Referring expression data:

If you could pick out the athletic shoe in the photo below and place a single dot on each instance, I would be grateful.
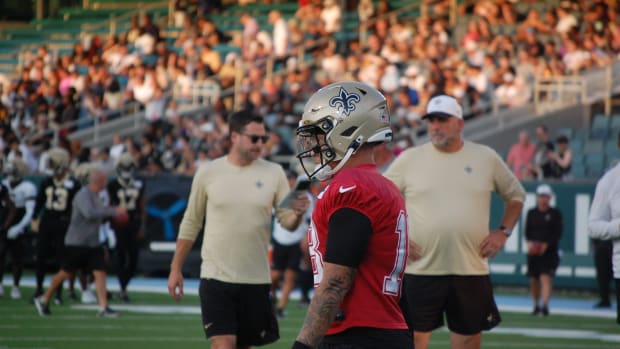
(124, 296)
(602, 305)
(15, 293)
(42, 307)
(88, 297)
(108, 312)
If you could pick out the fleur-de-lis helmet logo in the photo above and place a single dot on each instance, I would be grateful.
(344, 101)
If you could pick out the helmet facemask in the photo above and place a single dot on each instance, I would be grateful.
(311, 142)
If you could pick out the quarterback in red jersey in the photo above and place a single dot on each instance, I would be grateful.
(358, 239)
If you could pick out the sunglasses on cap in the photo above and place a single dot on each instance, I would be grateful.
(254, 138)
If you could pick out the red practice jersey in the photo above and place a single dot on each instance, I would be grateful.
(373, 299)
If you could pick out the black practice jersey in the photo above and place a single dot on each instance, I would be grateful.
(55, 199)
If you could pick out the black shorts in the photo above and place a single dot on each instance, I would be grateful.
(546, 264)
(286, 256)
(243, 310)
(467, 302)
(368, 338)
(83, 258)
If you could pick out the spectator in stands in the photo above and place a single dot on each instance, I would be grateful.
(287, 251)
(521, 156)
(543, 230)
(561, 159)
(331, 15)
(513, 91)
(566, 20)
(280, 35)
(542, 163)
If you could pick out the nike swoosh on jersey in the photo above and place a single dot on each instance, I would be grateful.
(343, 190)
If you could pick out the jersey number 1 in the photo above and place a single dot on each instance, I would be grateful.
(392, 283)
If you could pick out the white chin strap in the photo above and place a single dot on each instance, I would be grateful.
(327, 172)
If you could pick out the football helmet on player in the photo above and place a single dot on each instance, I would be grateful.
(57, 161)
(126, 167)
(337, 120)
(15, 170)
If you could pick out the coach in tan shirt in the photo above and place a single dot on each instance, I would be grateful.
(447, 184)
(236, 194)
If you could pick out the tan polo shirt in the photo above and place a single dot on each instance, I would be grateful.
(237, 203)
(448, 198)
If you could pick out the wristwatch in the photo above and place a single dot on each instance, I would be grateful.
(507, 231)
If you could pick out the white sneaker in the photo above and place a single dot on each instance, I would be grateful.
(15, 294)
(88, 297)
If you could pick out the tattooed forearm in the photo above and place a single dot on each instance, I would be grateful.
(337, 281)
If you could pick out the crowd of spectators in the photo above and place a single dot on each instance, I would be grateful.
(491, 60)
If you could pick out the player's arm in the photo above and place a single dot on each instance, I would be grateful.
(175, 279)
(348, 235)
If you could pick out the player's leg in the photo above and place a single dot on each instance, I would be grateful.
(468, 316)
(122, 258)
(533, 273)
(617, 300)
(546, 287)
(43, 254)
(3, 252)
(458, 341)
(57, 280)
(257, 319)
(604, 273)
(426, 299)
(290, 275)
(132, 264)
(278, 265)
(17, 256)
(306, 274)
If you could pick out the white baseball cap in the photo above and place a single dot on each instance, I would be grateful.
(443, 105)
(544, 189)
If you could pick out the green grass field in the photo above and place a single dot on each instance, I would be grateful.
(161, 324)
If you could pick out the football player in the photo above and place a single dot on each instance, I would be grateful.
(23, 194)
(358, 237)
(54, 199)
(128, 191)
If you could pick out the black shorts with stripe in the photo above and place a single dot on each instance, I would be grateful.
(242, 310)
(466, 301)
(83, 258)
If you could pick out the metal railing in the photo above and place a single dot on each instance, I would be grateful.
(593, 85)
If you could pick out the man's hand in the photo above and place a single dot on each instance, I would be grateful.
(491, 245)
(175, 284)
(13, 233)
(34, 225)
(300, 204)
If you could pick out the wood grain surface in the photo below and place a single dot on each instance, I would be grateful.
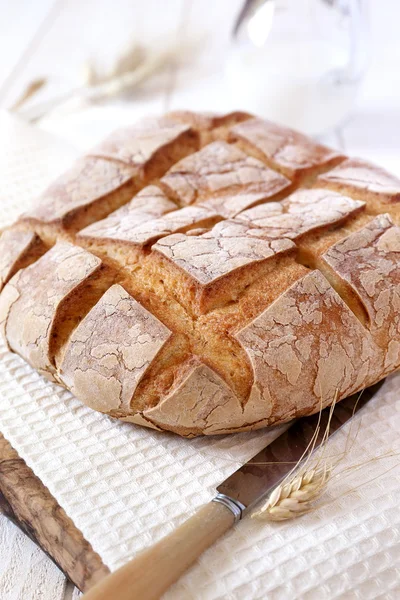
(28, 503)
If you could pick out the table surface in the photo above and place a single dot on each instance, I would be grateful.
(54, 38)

# What you should do
Where the records above contain a line with "If you could pick out the table", repeat that line and each later line through the end, exactly, and nothing more.

# Output of the task
If you could pick out the table surface in the photo above and place a single dot on each instance, I would be grateful.
(54, 38)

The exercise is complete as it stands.